▶ _GIVEN INSTRUCTION_: Quote the passage on the one-loop photon-photon calculation in full, word for word.

▶ _TEXT SECTION_:
####

The calculation required is straightforward but very lengthy. There are 188
one-loop diagrams with $W$-boson loops in the $R_{\xi }$ gauge. These are
shown in Figure 1; the mixed coupling between the photon, the charged Goldstone
boson, and the $W$ boson is present in this gauge.  The Higgs pole
appears in the diagrams in Figure 1b. We have performed the calculation with
the symbolic manipulation programs FORM and MATHEMATICA using
the tensor integral reduction algorithm of van~Oldenborgh and
Vermaseren\cite{loops}. We obtain analytic expressions for each helicity
amplitude, offering the possibility of including the full spin correlations
of the decay products of the $Z$ bosons as well as arbitrary polarization of
the incident photon beams. The result was derived for on-shell $Z$ bosons, so
it can be used for any energy above threshold
$\sqrt {s_{\gamma \gamma }}>2M_Z$.
Jikia presented the cross sections producing transverse and longitudinal $Z$
bosons. In this paper we present the cross sections of each helicity
mode of the $Z$'s separately.
We have investigated the feasibility of detecting a heavy Higgs
at a photon-photon collider by convoluting the cross section with
a realistic photon-photon luminosity
from backscattered laser beams. We present cross sections for the Higgs signal
and the continuum background. We have assumed a top quark mass of $150$ GeV
throughout this paper.

####

▶ _Excerpts from point annotation records_:
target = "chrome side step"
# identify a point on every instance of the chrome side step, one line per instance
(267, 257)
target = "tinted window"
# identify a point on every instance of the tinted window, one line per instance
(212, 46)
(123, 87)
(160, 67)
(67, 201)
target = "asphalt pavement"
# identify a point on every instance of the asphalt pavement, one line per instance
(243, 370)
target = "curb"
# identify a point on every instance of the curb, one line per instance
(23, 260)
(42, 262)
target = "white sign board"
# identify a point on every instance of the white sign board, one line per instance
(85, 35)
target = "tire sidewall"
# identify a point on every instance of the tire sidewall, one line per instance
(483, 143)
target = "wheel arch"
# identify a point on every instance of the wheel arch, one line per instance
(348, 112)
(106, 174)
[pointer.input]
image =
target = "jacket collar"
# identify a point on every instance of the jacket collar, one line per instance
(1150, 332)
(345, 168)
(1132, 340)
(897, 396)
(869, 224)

####

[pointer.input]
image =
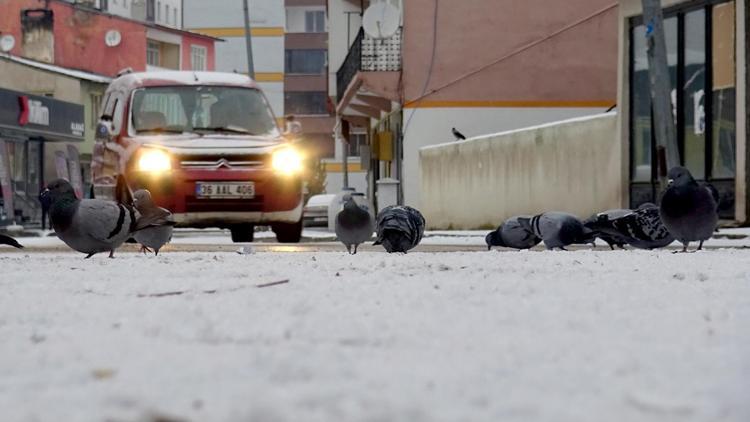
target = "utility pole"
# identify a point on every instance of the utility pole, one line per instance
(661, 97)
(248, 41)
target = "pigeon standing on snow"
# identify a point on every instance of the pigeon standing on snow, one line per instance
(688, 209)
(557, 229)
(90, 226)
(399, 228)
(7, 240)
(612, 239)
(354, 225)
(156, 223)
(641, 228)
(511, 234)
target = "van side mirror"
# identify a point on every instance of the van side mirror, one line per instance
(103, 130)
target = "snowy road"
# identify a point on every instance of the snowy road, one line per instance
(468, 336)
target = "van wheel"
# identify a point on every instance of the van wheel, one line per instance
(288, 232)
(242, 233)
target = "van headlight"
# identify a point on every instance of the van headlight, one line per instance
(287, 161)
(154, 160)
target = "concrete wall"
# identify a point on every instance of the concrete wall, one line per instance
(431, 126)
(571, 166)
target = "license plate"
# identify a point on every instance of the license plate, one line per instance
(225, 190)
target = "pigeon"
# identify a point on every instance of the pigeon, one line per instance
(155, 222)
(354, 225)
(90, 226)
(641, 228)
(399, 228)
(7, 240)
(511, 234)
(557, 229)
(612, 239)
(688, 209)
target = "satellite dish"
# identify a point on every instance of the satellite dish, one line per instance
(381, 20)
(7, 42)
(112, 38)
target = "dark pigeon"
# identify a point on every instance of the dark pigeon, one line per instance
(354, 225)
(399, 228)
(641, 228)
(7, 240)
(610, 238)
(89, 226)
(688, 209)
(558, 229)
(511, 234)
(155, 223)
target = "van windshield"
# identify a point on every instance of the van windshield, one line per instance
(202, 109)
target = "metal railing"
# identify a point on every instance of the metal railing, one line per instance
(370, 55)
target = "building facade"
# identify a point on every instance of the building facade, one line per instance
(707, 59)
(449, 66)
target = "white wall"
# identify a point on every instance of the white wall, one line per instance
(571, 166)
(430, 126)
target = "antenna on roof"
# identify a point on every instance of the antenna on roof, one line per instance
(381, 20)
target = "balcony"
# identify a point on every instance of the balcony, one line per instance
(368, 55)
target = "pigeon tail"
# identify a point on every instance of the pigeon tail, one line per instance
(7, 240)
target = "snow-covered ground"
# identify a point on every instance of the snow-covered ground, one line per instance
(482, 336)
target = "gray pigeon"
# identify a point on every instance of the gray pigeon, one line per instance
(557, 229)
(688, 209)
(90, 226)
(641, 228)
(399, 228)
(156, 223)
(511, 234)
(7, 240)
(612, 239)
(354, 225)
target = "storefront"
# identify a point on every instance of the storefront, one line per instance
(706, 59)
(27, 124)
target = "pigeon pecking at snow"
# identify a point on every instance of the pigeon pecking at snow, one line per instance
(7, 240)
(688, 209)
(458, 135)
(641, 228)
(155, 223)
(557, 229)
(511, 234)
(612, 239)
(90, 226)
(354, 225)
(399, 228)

####

▶ _OUTPUT FOR THIS EXERCISE_:
The calculation required is straightforward but very lengthy. There are 188
one-loop diagrams with $W$-boson loops in the $R_{\xi }$ gauge. These are
shown in Figure 1; the mixed coupling between the photon, the charged Goldstone
boson, and the $W$ boson is present in this gauge.  The Higgs pole
appears in the diagrams in Figure 1b. We have performed the calculation with
the symbolic manipulation programs FORM and MATHEMATICA using
the tensor integral reduction algorithm of van~Oldenborgh and
Vermaseren\cite{loops}. We obtain analytic expressions for each helicity
amplitude, offering the possibility of including the full spin correlations
of the decay products of the $Z$ bosons as well as arbitrary polarization of
the incident photon beams. The result was derived for on-shell $Z$ bosons, so
it can be used for any energy above threshold
$\sqrt {s_{\gamma \gamma }}>2M_Z$.
Jikia presented the cross sections producing transverse and longitudinal $Z$
bosons. In this paper we present the cross sections of each helicity
mode of the $Z$'s separately.
We have investigated the feasibility of detecting a heavy Higgs
at a photon-photon collider by convoluting the cross section with
a realistic photon-photon luminosity
from backscattered laser beams. We present cross sections for the Higgs signal
and the continuum background. We have assumed a top quark mass of $150$ GeV
throughout this paper.